--- EXERCISE ---
How many lines in the rows below contain the string "striped"? Reply with the number alone.

--- DATA FOR THIS TASK ---
........
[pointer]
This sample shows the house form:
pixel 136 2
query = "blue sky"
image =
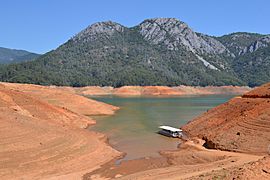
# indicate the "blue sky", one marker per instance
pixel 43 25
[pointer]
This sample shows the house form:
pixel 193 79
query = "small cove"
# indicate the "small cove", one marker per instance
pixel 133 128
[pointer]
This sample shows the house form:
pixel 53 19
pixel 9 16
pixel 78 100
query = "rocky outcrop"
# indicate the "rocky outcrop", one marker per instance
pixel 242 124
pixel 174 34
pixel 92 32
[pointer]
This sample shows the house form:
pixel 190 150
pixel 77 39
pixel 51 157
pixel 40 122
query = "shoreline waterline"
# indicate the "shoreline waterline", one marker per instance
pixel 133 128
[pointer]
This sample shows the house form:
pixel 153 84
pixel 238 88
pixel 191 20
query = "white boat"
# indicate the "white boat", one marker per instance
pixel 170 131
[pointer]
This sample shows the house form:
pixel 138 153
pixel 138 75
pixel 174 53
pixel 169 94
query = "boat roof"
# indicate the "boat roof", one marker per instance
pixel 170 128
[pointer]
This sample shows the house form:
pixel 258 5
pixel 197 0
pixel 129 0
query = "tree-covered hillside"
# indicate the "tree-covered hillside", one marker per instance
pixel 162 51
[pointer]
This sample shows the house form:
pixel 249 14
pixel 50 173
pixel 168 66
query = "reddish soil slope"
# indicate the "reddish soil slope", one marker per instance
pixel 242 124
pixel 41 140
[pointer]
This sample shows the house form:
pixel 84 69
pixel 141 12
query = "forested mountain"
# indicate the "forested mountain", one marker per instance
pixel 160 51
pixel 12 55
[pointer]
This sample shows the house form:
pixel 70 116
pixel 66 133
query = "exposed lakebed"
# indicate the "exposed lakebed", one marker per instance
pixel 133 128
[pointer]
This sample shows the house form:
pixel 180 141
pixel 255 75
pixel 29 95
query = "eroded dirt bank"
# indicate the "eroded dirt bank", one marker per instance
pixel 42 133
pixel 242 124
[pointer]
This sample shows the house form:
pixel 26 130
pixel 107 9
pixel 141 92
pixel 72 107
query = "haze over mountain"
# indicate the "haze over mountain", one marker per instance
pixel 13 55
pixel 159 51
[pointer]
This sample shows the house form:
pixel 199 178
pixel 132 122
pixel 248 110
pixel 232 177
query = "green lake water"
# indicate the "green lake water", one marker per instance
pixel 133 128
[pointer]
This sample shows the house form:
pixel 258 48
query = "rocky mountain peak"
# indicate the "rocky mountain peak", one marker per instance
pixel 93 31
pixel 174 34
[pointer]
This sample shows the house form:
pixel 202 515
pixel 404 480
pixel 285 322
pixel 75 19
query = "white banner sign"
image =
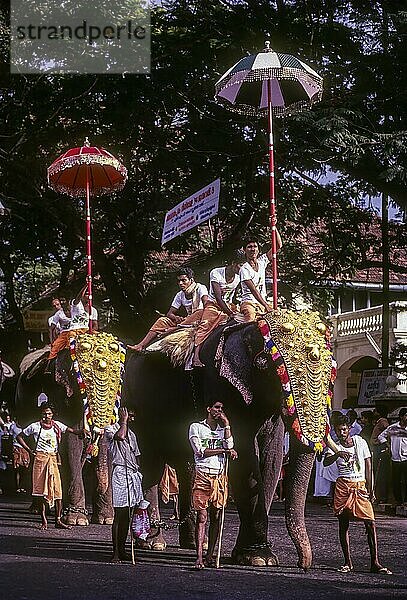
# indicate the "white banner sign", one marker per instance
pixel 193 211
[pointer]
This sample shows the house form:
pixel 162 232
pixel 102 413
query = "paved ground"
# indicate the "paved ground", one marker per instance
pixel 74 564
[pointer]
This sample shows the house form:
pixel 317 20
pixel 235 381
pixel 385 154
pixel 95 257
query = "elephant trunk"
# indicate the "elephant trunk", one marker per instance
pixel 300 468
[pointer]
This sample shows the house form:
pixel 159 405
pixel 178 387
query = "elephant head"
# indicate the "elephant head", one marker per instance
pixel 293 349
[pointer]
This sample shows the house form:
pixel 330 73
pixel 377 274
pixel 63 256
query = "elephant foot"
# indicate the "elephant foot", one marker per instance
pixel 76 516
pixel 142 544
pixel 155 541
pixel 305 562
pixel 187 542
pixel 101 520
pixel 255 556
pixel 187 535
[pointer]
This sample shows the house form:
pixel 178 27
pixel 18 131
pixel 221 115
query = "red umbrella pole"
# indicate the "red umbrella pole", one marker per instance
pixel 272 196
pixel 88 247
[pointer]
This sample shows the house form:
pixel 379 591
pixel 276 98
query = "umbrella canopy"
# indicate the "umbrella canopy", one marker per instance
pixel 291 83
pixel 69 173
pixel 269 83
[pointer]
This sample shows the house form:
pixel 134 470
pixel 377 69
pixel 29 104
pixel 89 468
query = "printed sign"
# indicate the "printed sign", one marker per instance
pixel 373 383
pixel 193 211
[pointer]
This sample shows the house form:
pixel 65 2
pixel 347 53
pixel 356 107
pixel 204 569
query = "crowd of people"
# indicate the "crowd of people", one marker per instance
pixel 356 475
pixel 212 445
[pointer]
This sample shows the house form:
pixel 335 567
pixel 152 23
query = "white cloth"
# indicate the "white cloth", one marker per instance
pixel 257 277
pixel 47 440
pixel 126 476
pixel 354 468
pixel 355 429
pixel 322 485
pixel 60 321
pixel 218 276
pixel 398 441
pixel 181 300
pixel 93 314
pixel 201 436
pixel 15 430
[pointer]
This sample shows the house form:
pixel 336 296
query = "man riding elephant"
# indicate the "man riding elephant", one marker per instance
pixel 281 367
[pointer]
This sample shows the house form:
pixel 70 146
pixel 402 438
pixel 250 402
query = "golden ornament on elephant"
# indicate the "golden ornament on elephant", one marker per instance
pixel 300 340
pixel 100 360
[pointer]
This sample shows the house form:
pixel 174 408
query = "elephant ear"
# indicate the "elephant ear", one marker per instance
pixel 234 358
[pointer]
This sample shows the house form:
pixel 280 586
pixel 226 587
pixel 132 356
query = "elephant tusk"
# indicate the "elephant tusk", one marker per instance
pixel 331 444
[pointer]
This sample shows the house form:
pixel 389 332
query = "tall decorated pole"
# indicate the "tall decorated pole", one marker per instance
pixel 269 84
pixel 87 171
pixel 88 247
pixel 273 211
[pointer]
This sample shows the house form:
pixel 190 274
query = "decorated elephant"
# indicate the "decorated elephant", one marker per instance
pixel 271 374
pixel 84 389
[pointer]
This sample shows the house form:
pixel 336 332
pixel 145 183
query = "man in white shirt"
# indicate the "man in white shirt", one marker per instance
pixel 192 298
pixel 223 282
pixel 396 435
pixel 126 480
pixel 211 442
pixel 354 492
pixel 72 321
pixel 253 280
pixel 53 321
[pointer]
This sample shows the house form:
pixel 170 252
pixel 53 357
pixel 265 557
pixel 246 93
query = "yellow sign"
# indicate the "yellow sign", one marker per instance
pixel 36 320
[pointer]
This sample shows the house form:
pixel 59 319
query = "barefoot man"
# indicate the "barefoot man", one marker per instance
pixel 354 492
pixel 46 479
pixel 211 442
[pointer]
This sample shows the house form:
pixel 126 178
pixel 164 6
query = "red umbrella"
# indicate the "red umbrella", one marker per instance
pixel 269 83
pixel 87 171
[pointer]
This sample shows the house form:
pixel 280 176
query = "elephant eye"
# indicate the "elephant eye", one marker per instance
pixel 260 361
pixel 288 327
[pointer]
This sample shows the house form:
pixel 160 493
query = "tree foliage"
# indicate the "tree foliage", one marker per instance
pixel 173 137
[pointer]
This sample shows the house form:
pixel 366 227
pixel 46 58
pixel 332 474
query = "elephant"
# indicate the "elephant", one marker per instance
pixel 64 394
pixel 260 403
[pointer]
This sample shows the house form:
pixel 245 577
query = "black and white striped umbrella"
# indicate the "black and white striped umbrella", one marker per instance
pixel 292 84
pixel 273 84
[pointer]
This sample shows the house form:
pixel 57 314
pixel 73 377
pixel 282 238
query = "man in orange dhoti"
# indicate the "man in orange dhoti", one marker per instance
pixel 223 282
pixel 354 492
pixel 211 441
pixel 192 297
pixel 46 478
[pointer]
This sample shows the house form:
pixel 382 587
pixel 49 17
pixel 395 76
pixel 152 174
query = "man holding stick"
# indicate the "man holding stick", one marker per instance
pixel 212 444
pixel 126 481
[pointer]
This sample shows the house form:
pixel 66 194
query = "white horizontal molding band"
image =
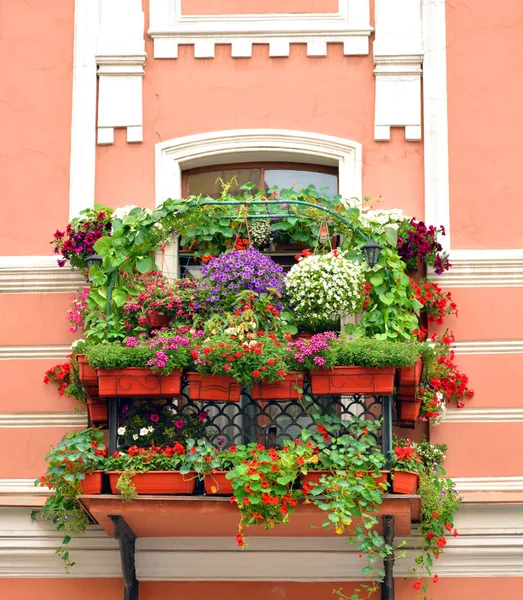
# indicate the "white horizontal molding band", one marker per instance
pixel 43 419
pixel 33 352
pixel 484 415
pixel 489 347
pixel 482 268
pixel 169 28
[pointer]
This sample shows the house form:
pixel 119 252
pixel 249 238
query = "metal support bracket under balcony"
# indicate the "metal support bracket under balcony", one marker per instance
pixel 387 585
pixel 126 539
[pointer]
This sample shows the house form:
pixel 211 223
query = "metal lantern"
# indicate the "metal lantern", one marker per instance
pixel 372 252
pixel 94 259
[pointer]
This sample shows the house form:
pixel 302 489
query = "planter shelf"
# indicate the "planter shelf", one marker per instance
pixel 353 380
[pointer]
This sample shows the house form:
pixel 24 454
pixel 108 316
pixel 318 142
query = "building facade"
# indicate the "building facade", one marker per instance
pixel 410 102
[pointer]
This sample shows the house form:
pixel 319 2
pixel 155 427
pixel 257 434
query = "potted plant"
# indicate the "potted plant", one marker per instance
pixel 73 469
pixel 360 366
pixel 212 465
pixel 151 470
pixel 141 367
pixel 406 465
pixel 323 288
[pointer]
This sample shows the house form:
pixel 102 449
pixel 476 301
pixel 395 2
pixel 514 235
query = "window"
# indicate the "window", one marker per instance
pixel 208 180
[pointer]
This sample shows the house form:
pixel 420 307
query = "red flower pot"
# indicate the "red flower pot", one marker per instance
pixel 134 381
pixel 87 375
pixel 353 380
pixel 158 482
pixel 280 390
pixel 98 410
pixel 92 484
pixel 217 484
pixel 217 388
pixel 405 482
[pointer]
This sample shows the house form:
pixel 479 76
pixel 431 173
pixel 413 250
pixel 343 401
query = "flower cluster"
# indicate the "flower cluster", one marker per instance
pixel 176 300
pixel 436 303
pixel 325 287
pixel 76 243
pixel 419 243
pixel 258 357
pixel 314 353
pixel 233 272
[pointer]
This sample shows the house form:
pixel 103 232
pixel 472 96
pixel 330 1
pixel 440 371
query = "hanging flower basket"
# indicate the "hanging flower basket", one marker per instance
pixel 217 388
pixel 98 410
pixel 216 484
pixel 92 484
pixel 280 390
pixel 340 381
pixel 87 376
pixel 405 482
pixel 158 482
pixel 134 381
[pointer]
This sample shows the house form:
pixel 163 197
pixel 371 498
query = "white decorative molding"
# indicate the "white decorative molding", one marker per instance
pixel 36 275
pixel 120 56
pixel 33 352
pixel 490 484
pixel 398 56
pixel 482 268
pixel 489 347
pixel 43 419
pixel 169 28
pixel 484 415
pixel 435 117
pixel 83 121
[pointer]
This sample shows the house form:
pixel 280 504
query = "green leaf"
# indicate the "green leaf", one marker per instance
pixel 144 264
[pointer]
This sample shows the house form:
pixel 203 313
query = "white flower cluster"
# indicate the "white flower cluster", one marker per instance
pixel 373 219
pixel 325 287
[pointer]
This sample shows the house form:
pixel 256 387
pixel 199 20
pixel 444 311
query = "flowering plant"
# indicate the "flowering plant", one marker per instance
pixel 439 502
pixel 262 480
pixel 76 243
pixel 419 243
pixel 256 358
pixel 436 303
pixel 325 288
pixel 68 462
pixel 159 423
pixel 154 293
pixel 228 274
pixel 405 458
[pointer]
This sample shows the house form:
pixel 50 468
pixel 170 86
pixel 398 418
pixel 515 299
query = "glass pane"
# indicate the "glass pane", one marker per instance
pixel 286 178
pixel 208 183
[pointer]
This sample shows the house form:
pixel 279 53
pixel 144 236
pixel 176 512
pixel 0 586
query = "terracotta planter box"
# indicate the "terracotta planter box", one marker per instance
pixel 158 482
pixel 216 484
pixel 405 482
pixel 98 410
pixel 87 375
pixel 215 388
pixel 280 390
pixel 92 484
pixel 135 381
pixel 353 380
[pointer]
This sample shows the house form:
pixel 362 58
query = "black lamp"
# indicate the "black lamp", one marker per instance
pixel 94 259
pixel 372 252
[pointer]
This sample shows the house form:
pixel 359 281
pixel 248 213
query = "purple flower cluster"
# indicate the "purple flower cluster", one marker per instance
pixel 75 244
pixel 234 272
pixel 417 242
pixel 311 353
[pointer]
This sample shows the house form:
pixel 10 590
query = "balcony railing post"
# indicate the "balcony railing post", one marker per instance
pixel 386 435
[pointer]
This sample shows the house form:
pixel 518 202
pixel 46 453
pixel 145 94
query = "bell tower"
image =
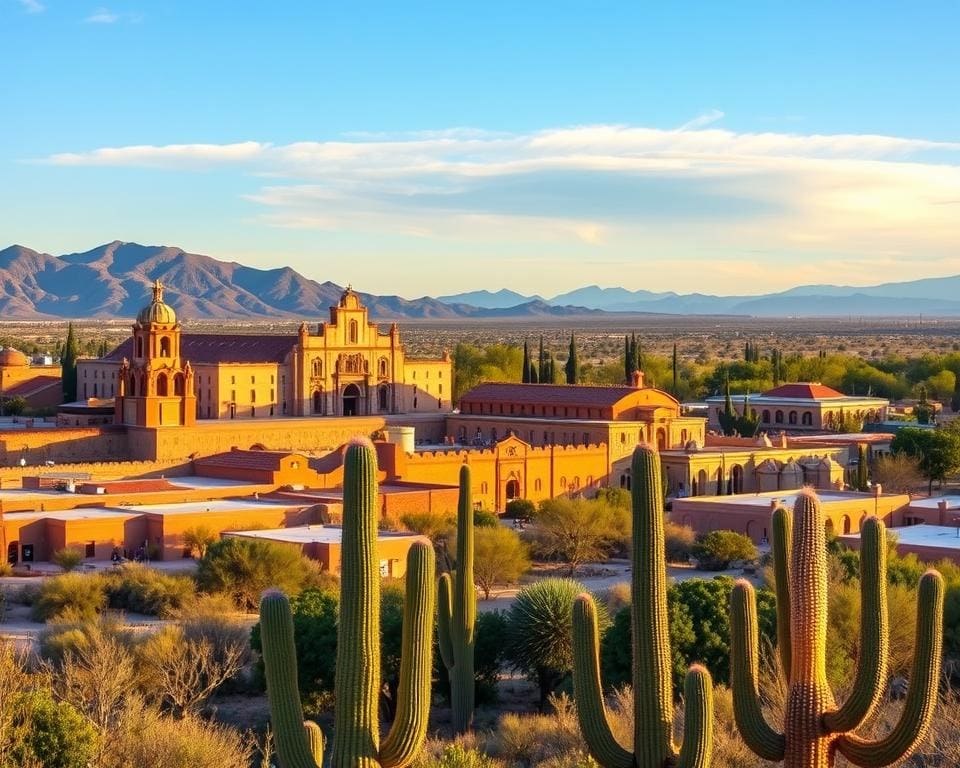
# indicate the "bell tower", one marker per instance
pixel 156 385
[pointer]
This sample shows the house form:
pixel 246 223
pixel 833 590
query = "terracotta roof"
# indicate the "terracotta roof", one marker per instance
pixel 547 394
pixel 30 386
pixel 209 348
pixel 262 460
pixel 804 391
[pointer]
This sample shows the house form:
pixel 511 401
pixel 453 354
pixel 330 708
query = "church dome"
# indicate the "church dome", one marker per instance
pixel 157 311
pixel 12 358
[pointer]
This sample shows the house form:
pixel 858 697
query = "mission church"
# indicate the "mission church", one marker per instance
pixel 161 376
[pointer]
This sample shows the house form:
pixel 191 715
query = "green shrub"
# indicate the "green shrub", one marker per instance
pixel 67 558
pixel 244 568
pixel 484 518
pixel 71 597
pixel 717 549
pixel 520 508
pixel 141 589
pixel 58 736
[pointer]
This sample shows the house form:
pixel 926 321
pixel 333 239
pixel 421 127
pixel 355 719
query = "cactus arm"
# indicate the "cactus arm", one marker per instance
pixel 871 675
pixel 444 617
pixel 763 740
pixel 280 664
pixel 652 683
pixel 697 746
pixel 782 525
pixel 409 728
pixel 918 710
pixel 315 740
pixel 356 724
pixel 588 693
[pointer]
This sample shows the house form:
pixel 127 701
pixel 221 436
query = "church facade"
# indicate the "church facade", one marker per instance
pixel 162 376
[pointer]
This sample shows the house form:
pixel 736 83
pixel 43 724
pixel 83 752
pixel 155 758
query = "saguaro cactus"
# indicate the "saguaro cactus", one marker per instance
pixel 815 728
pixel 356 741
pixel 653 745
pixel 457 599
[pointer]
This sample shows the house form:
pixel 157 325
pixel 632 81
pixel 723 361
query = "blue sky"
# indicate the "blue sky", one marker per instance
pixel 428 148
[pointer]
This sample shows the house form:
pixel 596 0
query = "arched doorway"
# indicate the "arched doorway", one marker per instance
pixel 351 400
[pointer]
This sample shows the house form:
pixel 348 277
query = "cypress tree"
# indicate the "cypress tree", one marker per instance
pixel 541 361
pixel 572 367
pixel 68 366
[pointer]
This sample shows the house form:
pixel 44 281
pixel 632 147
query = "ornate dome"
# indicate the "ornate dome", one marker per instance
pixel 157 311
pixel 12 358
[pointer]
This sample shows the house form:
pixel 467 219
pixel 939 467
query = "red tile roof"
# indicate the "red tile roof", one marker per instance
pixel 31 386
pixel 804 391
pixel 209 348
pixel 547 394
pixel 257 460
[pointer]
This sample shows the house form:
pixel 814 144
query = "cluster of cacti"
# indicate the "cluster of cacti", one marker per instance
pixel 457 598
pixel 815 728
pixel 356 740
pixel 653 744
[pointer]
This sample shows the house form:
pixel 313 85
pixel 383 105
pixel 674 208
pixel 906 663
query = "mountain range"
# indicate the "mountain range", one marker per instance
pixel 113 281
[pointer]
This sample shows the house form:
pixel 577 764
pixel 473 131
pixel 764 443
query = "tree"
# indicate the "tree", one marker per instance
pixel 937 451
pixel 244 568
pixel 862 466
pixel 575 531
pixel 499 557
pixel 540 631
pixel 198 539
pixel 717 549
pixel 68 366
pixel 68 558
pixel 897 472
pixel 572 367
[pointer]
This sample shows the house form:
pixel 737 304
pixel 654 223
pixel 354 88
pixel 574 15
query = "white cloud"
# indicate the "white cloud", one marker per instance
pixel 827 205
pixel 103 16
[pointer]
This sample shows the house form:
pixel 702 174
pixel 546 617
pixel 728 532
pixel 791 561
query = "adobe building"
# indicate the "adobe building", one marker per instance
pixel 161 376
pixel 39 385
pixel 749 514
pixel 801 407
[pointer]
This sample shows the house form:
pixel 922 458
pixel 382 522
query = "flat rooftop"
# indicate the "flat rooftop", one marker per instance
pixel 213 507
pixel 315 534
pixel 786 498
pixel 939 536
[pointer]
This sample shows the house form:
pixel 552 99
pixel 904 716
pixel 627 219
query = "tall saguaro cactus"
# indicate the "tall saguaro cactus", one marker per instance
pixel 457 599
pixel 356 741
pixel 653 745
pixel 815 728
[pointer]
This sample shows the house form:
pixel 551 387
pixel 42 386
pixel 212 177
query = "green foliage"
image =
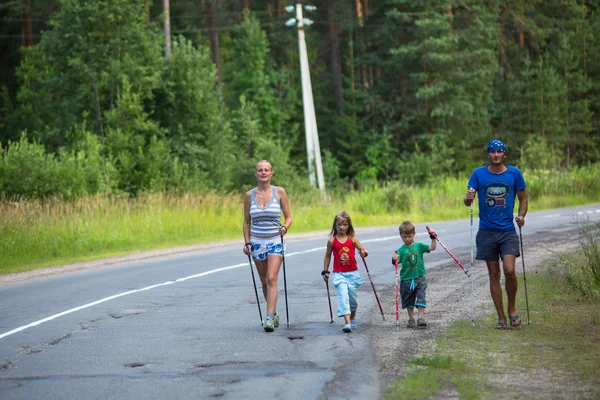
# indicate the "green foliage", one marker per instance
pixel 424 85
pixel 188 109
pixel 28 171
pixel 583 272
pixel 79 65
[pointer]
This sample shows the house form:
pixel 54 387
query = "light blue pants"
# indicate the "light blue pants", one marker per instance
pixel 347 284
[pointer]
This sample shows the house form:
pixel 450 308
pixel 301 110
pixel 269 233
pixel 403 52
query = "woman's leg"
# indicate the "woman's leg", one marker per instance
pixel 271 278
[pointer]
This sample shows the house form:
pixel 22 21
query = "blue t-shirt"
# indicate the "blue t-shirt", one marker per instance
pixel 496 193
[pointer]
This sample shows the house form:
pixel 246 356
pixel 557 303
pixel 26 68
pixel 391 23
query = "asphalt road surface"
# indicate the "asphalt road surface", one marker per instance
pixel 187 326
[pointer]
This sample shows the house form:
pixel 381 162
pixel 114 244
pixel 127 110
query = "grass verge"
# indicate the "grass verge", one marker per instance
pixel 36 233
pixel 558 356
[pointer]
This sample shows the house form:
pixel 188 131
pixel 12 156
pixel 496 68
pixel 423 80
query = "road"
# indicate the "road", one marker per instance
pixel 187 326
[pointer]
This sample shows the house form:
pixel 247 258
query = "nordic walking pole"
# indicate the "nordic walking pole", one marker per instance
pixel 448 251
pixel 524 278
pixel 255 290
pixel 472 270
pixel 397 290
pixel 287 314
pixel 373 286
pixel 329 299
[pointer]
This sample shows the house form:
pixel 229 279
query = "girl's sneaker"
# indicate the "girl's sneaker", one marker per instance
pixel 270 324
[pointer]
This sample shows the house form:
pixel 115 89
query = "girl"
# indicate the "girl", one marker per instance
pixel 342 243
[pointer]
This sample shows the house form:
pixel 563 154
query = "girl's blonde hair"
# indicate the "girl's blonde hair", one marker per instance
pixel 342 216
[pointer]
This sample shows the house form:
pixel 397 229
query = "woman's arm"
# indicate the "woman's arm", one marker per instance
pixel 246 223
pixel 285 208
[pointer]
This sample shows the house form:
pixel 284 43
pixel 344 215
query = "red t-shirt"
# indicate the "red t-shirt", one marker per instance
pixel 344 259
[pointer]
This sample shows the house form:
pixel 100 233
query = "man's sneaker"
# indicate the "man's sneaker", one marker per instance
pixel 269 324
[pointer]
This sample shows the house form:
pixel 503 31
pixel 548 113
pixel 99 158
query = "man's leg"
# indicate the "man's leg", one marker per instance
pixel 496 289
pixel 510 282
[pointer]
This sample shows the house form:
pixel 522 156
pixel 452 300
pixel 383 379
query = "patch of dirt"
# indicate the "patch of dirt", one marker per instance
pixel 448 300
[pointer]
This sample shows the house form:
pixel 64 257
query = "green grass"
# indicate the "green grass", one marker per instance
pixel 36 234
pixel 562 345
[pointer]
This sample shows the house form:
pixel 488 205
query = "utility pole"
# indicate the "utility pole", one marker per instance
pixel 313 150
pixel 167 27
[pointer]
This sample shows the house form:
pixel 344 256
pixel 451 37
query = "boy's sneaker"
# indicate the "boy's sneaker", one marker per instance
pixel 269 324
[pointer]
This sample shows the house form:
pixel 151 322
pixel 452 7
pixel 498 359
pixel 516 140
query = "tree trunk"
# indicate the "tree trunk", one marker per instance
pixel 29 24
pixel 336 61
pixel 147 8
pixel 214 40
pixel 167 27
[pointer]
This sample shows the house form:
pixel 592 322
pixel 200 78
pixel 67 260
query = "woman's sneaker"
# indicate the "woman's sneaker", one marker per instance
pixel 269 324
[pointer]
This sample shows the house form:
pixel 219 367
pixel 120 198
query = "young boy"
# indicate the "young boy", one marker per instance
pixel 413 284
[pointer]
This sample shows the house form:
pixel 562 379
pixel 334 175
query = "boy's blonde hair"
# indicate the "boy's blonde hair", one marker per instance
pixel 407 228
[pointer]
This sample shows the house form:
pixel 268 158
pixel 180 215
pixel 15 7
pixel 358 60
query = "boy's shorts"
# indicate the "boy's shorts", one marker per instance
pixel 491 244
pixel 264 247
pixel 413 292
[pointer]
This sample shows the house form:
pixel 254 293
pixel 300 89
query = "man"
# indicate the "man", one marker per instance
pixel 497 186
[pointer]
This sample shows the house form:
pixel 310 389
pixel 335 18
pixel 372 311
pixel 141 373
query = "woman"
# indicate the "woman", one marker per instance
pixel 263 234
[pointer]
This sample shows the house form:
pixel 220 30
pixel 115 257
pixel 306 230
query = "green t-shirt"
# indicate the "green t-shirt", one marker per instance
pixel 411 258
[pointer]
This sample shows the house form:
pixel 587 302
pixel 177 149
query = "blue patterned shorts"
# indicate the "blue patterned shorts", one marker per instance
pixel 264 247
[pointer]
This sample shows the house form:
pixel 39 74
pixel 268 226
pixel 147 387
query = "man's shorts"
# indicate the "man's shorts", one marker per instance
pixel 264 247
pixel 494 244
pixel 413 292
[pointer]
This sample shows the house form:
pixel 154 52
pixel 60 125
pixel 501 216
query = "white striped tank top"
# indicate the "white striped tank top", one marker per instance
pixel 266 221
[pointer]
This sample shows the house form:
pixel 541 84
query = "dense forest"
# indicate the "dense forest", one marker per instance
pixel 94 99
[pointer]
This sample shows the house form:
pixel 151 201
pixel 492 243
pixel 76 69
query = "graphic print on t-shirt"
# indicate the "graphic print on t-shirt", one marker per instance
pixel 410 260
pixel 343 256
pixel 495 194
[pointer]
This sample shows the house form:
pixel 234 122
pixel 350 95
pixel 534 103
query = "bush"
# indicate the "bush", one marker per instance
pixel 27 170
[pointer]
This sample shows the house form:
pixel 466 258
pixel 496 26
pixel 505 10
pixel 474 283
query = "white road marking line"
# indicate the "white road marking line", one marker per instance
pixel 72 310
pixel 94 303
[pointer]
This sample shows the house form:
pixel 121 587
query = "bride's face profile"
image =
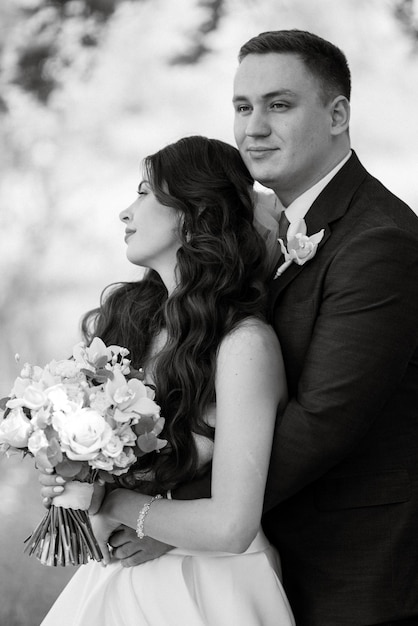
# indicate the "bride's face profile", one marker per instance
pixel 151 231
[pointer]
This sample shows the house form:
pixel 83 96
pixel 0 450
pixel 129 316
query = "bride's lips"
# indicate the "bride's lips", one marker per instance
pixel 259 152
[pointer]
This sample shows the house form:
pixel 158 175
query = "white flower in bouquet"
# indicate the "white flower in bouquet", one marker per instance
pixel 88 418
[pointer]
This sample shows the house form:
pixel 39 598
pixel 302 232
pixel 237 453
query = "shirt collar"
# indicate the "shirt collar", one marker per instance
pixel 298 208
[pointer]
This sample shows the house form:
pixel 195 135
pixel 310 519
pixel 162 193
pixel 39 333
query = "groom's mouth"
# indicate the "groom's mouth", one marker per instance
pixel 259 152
........
--- ANSWER ---
4